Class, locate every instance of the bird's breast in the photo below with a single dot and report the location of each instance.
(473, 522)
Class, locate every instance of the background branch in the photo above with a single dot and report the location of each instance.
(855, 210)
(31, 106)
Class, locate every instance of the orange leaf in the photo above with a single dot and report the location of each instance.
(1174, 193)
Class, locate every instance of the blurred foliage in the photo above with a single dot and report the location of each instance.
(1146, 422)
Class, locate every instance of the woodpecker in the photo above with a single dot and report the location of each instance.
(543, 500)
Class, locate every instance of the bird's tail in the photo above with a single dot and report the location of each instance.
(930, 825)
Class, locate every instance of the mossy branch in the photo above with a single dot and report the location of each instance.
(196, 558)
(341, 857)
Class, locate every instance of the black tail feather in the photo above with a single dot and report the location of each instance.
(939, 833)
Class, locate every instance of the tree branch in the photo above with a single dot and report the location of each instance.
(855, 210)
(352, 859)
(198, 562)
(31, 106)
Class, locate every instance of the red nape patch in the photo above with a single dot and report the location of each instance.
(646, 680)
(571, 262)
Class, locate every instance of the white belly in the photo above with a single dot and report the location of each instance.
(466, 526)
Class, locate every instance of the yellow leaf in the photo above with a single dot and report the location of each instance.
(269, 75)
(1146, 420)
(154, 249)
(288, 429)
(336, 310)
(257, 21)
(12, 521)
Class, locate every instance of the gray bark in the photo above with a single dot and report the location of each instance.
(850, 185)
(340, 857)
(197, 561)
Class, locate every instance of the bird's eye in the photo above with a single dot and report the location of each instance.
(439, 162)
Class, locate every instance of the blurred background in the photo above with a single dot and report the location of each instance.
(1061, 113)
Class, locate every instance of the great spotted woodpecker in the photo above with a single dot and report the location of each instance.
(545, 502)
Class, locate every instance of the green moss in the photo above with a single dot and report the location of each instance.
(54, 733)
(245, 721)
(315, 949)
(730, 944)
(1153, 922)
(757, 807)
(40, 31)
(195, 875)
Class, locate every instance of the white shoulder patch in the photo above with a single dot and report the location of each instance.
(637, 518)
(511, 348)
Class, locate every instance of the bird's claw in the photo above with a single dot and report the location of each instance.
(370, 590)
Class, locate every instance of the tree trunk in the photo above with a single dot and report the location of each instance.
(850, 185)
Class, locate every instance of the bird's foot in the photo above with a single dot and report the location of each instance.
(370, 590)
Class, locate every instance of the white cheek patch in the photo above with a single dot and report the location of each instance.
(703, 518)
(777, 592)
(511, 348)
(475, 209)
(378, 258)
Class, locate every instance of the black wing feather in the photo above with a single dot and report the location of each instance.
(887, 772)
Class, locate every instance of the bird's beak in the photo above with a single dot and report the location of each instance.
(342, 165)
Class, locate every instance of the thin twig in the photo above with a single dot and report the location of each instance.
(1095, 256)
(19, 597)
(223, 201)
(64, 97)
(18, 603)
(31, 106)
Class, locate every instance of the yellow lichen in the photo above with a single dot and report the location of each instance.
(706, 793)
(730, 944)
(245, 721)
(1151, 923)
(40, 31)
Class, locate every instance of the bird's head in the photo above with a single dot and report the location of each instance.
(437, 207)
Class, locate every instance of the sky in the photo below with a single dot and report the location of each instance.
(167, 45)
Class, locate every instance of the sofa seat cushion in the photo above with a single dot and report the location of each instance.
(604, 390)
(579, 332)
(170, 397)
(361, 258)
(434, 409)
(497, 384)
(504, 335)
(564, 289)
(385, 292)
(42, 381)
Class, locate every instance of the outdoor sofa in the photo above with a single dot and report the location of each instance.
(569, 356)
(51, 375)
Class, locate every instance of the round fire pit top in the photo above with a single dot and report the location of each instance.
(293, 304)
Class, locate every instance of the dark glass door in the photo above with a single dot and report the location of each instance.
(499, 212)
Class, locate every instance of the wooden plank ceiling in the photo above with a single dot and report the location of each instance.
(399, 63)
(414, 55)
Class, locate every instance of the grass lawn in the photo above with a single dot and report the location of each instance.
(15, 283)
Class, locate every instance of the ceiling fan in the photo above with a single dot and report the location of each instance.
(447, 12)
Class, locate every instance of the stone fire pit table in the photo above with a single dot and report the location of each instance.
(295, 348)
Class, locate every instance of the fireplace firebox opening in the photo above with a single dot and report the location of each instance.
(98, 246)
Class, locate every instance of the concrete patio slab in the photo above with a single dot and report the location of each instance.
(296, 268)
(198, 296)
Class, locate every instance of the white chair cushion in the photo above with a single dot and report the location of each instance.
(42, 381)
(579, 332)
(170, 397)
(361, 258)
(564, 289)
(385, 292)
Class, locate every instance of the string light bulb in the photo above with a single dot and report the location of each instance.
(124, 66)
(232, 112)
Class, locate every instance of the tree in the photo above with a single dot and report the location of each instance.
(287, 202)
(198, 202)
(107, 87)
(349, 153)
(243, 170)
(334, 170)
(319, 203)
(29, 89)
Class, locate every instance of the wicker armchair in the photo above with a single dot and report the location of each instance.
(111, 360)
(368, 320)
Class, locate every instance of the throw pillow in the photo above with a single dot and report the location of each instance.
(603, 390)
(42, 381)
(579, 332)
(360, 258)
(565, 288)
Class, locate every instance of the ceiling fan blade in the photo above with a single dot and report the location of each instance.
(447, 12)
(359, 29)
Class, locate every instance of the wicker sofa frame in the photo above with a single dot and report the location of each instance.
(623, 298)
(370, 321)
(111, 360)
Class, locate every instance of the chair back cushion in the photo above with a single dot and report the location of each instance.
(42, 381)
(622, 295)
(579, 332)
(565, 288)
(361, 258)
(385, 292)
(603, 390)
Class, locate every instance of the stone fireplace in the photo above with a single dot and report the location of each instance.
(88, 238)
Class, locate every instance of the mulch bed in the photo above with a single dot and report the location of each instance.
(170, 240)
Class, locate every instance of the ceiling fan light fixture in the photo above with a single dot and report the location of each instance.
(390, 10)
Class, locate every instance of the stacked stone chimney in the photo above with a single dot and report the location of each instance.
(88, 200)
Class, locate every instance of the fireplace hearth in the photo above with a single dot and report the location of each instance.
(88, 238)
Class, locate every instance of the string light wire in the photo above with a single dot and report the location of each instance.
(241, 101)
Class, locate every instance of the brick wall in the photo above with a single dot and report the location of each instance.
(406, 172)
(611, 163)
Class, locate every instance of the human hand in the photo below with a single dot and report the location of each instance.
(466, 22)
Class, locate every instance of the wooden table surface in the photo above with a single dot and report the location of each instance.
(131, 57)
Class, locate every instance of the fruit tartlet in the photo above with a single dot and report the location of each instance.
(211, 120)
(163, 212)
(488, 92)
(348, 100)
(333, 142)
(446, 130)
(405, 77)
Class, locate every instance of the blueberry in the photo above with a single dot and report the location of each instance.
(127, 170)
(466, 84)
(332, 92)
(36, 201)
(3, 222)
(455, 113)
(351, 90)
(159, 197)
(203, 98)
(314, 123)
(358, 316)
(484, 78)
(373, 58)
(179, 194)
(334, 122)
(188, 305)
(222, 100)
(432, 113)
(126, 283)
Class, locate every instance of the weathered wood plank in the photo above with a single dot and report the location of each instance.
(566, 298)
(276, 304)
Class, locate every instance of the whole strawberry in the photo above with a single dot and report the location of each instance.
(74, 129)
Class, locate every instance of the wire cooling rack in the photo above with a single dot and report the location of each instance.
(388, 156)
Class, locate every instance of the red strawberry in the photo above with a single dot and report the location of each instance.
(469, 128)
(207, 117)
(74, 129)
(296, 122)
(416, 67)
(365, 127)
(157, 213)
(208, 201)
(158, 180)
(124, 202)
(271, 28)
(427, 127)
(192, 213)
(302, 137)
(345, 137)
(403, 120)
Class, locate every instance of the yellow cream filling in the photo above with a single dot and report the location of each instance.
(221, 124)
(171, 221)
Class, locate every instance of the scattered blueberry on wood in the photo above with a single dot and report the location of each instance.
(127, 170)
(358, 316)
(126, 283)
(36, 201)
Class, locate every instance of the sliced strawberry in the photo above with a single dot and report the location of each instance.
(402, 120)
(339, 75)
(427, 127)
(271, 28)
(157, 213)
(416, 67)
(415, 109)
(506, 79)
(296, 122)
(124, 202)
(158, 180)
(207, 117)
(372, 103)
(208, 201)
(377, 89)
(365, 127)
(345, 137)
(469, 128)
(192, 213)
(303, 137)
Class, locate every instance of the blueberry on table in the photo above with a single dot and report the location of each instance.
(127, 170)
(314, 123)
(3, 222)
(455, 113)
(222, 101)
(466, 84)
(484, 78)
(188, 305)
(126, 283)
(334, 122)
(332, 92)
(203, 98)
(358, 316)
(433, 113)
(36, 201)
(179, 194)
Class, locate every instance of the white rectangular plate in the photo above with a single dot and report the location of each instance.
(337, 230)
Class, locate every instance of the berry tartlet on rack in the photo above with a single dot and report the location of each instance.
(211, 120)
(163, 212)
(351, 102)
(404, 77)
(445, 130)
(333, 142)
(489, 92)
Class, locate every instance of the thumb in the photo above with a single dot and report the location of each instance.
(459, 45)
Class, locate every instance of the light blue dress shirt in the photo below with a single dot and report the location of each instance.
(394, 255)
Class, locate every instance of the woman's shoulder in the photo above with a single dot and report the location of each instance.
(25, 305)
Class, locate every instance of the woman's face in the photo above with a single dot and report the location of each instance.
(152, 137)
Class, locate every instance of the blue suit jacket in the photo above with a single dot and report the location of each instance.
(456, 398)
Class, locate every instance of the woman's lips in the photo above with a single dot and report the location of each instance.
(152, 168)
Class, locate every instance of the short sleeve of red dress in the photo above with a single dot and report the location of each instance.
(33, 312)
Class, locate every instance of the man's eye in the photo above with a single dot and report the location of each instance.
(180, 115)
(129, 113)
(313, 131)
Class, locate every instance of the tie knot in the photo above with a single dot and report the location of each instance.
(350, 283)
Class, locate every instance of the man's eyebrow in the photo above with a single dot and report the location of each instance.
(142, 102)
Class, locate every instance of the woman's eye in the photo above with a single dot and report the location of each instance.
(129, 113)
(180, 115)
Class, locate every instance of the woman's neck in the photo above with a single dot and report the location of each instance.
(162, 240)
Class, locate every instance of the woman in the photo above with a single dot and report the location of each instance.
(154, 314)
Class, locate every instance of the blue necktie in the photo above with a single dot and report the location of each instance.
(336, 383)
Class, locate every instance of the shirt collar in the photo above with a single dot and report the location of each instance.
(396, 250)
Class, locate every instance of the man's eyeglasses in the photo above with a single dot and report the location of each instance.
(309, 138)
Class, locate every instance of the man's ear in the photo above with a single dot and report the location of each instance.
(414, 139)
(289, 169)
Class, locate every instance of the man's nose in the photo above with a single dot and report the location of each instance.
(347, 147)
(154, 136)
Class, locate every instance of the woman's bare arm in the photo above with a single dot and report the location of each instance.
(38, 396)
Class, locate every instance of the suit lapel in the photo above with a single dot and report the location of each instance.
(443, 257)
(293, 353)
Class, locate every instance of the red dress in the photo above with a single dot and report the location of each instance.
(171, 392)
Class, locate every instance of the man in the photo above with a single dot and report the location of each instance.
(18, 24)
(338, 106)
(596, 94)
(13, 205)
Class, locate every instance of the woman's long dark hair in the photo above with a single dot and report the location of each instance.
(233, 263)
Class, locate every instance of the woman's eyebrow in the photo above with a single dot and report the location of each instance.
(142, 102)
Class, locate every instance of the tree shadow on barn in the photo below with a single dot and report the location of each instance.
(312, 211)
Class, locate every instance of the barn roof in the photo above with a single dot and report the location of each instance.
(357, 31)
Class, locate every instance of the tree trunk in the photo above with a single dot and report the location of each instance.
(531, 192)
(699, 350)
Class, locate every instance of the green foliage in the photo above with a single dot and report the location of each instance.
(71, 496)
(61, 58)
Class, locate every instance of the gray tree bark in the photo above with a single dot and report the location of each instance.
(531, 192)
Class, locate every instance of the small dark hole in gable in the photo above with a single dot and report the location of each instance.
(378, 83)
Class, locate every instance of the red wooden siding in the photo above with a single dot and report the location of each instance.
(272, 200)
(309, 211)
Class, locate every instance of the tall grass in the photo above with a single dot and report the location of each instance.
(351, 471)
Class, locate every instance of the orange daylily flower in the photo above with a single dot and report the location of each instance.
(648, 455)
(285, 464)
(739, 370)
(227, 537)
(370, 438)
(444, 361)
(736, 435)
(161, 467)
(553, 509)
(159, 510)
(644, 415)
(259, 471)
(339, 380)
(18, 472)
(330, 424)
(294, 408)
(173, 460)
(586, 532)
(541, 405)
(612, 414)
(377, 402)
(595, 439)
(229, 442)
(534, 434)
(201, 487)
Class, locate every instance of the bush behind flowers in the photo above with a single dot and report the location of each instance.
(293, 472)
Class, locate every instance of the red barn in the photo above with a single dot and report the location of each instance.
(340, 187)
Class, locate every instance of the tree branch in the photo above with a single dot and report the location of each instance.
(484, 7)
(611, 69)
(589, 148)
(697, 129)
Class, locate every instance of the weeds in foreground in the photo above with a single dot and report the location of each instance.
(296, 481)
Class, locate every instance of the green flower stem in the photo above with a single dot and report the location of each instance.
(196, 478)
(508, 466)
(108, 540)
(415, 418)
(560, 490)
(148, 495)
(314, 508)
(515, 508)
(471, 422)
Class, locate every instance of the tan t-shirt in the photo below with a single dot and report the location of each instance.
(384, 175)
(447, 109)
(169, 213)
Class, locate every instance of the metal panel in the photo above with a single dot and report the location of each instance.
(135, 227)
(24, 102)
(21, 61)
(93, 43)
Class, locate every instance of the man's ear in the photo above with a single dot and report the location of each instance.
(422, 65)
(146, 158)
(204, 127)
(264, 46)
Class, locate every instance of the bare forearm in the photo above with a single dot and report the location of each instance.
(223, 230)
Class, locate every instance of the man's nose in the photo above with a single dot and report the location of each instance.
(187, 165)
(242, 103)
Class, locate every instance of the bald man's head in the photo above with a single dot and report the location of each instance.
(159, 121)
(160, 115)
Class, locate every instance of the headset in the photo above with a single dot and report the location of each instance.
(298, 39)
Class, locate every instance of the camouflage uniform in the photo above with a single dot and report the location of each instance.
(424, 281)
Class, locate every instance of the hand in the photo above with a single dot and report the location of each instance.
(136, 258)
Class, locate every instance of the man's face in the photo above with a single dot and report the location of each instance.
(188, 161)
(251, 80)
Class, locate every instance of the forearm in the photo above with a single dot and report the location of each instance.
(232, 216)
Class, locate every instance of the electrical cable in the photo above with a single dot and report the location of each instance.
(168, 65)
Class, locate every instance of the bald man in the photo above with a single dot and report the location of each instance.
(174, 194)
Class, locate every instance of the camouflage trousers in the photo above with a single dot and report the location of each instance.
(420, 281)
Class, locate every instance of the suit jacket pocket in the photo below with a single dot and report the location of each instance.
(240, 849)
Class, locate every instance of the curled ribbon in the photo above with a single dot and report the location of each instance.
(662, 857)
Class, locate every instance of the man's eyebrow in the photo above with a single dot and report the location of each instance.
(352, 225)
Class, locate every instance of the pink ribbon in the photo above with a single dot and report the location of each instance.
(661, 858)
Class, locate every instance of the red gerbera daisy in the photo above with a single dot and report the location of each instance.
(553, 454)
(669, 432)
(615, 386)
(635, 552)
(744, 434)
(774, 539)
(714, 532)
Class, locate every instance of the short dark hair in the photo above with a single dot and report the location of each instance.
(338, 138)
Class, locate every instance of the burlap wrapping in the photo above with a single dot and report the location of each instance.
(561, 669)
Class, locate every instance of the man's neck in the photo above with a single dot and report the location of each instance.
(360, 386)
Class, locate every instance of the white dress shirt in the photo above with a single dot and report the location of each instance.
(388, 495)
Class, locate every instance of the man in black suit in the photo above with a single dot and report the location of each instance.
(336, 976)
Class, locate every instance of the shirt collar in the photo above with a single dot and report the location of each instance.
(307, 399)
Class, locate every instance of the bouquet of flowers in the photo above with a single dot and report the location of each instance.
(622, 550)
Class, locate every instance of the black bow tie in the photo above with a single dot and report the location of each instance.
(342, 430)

== REQUIREMENT ==
The required output is the span of lines from the one containing "Class, locate every instance of the short dark" to the last line, reproduced character for character.

== ANSWER TO THIS TASK ==
Class, locate every instance of the short dark hair in the photo above with a single dot and report the location of each instance.
(338, 138)
Class, locate every instance of the burlap wrapping in the photo above with a single dot and report the location of each instance.
(561, 669)
Class, locate every instance of the man's neck in the photo above with a single dot and report the location of each instance.
(360, 386)
Class, locate every instance of the white dress shirt in the photo above with a single dot and report the location of each instance.
(388, 495)
Class, locate every instance of the man in black suit in the photo above with a single dot and report the location of each instance.
(336, 976)
Class, locate every instance of the shirt collar in the photo above with a single dot and report the location of each instance.
(307, 399)
Class, locate every instance of the bouquet of flowers in the photo above with a single dot and report the location of each instance.
(622, 550)
Class, locate every instance of the black bow tie in the photo above with a single dot and report the location of each instance.
(342, 430)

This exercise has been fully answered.